* _Extract_
•••

The LAT also looks at one of Scalito’s death penalty cases, in which he said an incompetent/crappy defense (mitigating information was not put before the jury) was ok under the 6th Amendment as long as “counsel’s conduct falls within the wide range of reasonable professional assistance”. The Supreme Court overruled him. I was snickering earlier at a WaPo article quoting various Republican congresscritters bemoaning how Iraq was derailing other items on their Agenda of Eville, but it may also prevent D’s getting media attention on Alito, whose nomination could be derailed by his 1985 memo, if only (sigh) the media and the D’s were to keep up the pressure, which would require them to have a) balls, b) the ability to think about more than one issue at a time.

And your final must-read: the WaPo on the incompetence/waste/extortion/crappy quality/utter and complete chaos etc in American reconstruction projects in Afghanistan, you know, that other country we invaded, even before Iraq, only know no one’s even asking when our troops are leaving because not even 100 of them have been killed so far this year. Favorite sentence: “Locals tied a contractor to a tree in a pay dispute”.

Saturday, November 19, 2005

Wattle & Snood: They Kept Us Out of Vietnam



At first I ignored the reports that the Pentagon has a plan to start pulling troops out of Iraq because of course they have contingency plans for everything, so I didn’t see it as the big gotcha moment other bloggers did. But evidently what they’re really hoping for is to reduce the size of the American contingent of the occupying army to below the “magic number” of 100,000, say around the time of the November 2006 elections. That sounds just like the Bushies: a goal rooted entirely in PR and partisan, rather than military, necessity. And it’s a two-fer: they also hope to influence the December 15 Iraqi elections by leaking the existence of this plan: vote for the puppets and maybe you’ll see an end of the occupation.

How often does Bush go to church on a Sunday in the US? Well, he certainly made a point of doing so in China, albeit in one of the tame licensed Protestant churches. He could meet a dissident except, oh wait, they were all put under house arrest for the duration of his visit. When he’s talked about the importance of freedom during this Asian trip, mostly it’s about printing Bibles and so forth, not about the right to criticize the government. He also links freedom with “prosperity,” as if Asians are too greedy to value freedom on its own terms.

His father slipped quietly into China ahead of his visit, to tell Chinese leaders what Shrub really meant to say before he’s even said it. It’s just safer that way. No word on whether Neil Bush was also on the advance team, given his extensive experience of free Asian hookers.

The White House website is holding the traditional on-line vote to name the two turkeys who will be ceremonially pardoned for whatever crime it is that turkeys commit, possibly leaking Valerie Plame’s name to the press. They will then go to Disneyland. The choices on offer include “Marshmallow and Yam,” “Democracy and Freedom,” “Wattle and Snood,” “Scooter and Turdblossom” and “Blessing and Bounty.” Last year “Biscuits and Gravy” won out over, among other things, “Patience and Fortitude,” and I wrote that in America patience and fortitude will always lose to biscuits and gravy. I wanted “Shock and Awe,” but for some reason the White House site has no facility for write-in candidates. Unlike this blog. Go for it.



Col. Blake did not die in vain


Bush, at an American air base in South Korea, tells the troops,
For half a century American servicemen and women have stood faithful and vigilant watch here in Korea. You’ve kept the peace and you secured the freedom won at great cost in the Korean War. You’ve ensured that no American life was lost in vain.

•••

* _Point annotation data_
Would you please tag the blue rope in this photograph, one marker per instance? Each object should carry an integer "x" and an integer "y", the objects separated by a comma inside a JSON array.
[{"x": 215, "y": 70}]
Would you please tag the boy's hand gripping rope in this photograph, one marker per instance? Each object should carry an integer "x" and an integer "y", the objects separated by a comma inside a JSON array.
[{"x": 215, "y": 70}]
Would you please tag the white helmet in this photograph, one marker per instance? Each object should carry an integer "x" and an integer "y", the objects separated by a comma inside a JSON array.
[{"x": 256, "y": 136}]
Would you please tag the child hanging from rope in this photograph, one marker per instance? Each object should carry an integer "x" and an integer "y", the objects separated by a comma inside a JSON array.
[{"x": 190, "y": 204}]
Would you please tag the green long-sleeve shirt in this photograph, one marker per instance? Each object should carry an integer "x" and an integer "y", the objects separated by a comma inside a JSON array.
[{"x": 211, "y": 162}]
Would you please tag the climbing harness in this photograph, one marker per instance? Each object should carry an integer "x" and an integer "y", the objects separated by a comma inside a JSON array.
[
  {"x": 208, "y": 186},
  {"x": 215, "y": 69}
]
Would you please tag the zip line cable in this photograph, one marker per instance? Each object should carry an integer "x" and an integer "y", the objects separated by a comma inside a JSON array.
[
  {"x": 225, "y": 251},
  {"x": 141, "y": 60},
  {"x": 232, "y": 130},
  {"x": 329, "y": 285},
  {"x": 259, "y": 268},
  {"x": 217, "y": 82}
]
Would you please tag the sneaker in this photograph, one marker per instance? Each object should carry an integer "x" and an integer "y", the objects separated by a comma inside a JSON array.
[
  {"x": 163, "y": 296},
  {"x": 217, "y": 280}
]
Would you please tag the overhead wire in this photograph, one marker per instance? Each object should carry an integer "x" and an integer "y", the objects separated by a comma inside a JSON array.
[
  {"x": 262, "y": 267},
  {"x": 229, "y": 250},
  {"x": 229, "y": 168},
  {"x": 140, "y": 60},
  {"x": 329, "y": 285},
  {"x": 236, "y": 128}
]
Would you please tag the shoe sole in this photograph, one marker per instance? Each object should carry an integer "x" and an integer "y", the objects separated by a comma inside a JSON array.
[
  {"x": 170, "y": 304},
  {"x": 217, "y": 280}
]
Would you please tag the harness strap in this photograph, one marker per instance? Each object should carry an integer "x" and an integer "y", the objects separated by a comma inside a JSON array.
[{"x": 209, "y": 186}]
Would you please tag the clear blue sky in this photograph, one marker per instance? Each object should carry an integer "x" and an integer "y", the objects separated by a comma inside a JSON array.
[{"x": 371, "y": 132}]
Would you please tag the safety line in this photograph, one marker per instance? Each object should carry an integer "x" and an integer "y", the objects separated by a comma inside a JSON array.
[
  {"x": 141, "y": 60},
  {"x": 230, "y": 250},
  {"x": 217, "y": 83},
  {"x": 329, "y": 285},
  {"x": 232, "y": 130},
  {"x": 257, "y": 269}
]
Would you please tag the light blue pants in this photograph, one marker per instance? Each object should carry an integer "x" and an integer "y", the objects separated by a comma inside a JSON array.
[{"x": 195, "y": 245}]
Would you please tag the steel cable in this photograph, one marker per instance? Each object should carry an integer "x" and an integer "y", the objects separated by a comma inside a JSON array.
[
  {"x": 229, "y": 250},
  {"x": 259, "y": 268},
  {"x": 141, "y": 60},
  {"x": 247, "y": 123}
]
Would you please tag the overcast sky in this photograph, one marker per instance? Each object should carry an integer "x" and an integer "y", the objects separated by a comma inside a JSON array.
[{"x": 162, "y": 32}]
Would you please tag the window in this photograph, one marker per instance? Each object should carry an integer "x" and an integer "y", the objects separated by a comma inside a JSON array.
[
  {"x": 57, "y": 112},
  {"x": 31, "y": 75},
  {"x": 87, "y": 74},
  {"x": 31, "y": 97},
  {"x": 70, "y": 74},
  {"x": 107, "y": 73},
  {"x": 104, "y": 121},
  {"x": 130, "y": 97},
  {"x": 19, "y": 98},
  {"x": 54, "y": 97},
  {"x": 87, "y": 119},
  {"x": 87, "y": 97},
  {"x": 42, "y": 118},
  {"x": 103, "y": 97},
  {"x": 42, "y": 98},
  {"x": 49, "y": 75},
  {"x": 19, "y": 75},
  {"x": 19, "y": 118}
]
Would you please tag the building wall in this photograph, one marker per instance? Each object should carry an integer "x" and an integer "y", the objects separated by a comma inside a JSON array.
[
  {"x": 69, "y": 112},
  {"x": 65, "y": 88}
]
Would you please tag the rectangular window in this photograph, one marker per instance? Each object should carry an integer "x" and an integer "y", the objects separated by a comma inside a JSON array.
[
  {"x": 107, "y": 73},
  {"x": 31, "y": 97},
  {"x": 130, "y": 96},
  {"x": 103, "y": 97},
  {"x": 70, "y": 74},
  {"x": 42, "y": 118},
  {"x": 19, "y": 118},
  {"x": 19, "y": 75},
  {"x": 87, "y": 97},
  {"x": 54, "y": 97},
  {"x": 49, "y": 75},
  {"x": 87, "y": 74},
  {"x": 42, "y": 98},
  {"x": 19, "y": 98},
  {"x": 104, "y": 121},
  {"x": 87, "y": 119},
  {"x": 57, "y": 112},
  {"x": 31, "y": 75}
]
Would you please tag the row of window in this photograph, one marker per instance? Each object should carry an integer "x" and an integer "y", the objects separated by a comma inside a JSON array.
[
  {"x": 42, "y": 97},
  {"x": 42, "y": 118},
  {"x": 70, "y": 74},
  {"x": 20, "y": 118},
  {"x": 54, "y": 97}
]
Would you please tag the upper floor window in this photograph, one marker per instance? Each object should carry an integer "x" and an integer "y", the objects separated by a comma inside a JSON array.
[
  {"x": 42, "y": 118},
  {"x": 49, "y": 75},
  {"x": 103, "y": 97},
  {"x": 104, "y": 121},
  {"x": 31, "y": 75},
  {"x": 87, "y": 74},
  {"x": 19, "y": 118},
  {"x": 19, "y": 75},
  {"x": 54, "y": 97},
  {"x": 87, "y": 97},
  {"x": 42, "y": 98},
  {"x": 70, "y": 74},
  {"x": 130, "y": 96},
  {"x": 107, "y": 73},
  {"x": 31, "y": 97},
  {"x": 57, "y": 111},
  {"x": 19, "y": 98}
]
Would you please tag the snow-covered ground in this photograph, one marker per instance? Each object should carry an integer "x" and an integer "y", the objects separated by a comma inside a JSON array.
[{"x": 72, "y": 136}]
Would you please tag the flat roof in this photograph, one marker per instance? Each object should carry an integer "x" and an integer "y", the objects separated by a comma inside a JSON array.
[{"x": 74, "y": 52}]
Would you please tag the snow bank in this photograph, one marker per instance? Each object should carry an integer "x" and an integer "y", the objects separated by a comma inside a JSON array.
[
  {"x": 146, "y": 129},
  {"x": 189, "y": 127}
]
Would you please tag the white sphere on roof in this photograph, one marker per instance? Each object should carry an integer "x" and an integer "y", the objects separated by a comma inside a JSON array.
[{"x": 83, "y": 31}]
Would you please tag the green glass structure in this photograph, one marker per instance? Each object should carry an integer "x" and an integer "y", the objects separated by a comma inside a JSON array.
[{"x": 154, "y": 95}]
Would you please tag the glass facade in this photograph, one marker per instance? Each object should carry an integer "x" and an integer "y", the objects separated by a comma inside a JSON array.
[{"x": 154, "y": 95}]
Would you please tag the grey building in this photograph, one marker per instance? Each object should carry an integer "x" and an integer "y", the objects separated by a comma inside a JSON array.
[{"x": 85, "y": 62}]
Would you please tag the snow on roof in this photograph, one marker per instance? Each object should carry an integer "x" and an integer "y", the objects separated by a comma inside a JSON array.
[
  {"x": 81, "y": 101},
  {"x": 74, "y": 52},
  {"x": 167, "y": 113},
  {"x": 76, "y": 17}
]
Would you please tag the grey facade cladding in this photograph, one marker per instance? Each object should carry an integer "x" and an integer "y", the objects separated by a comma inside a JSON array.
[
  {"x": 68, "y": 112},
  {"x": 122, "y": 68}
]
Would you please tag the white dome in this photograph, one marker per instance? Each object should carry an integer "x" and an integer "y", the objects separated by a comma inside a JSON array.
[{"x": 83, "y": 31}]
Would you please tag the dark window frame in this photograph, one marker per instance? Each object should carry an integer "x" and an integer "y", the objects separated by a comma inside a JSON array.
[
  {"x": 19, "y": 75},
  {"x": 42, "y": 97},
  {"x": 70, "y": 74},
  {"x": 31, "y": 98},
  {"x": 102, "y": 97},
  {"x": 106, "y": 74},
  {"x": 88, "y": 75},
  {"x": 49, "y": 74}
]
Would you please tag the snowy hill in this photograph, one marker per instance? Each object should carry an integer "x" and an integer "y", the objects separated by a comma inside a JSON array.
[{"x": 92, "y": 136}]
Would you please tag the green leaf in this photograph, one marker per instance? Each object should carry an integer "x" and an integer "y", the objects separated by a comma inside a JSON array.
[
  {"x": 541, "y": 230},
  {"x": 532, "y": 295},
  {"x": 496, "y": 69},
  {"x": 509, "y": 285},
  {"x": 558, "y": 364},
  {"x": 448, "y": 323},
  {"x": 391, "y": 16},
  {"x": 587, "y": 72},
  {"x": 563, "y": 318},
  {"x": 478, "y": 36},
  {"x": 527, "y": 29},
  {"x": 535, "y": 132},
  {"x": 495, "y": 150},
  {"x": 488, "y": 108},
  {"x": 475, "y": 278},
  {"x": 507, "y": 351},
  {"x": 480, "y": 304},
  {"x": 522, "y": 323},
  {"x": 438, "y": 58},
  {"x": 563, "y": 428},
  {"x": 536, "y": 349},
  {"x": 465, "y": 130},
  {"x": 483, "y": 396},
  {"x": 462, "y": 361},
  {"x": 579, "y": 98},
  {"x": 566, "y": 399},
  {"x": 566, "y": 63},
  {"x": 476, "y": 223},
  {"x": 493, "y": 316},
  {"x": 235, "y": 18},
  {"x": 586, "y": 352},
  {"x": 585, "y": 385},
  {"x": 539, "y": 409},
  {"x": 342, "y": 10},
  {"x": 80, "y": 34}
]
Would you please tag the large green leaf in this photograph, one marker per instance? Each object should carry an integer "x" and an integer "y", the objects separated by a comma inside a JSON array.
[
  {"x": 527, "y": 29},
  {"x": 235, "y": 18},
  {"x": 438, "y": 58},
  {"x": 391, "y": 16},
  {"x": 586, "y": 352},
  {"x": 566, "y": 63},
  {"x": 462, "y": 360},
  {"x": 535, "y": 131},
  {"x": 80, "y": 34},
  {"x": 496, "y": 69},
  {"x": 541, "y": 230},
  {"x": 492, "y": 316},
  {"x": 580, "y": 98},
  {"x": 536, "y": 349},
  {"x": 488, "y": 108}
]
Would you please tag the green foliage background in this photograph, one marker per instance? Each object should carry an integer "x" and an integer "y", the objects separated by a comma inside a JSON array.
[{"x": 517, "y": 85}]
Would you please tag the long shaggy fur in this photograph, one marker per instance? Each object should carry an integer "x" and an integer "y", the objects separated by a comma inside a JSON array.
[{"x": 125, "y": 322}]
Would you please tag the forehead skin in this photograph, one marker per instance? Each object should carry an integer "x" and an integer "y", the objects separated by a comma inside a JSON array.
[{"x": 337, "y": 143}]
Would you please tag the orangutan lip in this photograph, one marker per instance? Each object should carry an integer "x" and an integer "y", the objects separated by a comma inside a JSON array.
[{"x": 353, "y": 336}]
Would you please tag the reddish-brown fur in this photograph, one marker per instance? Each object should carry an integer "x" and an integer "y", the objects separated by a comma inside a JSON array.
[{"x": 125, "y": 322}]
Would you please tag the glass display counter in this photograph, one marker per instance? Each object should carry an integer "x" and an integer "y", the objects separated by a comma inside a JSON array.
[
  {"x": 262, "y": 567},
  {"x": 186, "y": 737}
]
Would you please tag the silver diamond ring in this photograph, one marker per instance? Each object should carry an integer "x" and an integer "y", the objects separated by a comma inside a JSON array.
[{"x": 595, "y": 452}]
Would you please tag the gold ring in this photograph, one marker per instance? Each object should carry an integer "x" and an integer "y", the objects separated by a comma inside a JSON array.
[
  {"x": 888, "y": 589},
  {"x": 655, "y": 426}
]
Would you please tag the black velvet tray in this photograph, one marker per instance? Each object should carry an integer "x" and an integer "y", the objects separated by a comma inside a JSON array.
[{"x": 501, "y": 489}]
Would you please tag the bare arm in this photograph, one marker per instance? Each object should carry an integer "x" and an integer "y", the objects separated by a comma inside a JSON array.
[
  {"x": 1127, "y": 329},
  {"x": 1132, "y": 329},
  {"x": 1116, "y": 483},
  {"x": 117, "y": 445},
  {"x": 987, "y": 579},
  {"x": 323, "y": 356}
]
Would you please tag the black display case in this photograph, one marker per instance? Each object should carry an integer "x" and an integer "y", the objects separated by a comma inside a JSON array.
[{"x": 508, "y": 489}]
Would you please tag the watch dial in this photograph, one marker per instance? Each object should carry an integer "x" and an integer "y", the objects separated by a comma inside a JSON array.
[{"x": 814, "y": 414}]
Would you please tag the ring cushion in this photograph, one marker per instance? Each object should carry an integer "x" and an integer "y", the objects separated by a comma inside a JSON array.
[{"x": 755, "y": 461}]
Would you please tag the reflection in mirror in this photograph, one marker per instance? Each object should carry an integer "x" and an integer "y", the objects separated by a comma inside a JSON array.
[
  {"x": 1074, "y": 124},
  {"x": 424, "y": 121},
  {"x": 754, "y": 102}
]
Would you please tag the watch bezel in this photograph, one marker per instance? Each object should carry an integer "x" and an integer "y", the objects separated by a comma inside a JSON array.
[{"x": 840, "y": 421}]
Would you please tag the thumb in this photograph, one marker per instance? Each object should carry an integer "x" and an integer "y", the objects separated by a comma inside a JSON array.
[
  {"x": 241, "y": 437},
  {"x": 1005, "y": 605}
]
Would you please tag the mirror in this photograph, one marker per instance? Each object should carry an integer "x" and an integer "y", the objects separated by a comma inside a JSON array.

•••

* _Given exercise 1_
Repeat word for word the section of the blog post about the Bush administration starting at "His father slipped" and ending at "free Asian hookers.".
* _Given exercise 2_
Carry on the blog post about the Bush administration, picking up after its last sentence.

* _Task answer 1_
His father slipped quietly into China ahead of his visit, to tell Chinese leaders what Shrub really meant to say before he’s even said it. It’s just safer that way. No word on whether Neil Bush was also on the advance team, given his extensive experience of free Asian hookers.

* _Task answer 2_
I take it this is a not-so-subtle hint about staying the course, not cutting and/or running, etc, and the need to occupy Iraq for at least the next 50 years. Possibly forever, since not only is he rejecting the whole notion of setting a target date for accomplishing the mission in Iraq, he won’t actually say what that mission is: “We will stay in the fight until we have achieved the brave -- the victory that our brave troops have fought for.” How is that victory defined? What has to happen before the troops can come home? He hasn’t said, he won’t say, he doesn’t know, I don’t know if he’s even thought about it. A simple response, “define your terms,” can deflate every piece of stay-the-course-until-victory rhetoric.

Friday, November 18, 2005

Cowards cut and run, Marines never do



NYT headline: “Cocaine Prices Rise and Quality Declines, White House Says.” That’s sure a bitch, George, maybe you need to find a new dealer.

Bush has recently taken to delivering partisan attacks in front of the one group of Americans we’d really rather remain non-partisan, serving members of the military. But it also seems to me that there’s been a concurrent increase of people like Gen. William Webster and Col. James Brown, both of them commanders of forces in Iraq, taking up Bush’s tacit invitation and scolding Democratic congresscritters. And that’s to say nothing of the Marine colonel who Rep. Jean Schmidt claims told her to tell Rep. Murtha, “cowards cut and run, Marines never do.” Actually, the Marines will do whatever the civilian leadership tells them to do, and don’t forget it, colonel. (Incidentally, why are we using nautical imagery about a desert war?) It’s a nice bit of character-assassination precisely because of its ambiguity: is Murtha being accused of being a coward himself, or of calling Marines cowards? (Update: As Mikhail Capone points out in comments, Schmidt had to retract the comments, and pretend she wasn't implying what she was implying.)

Our practices and procedures are correct


AP headline: “Source: Cheney Isn’t Woodward’s Source.” That’s right, a secret source is denying that Dick Cheney is Bob Woodward’s secret source.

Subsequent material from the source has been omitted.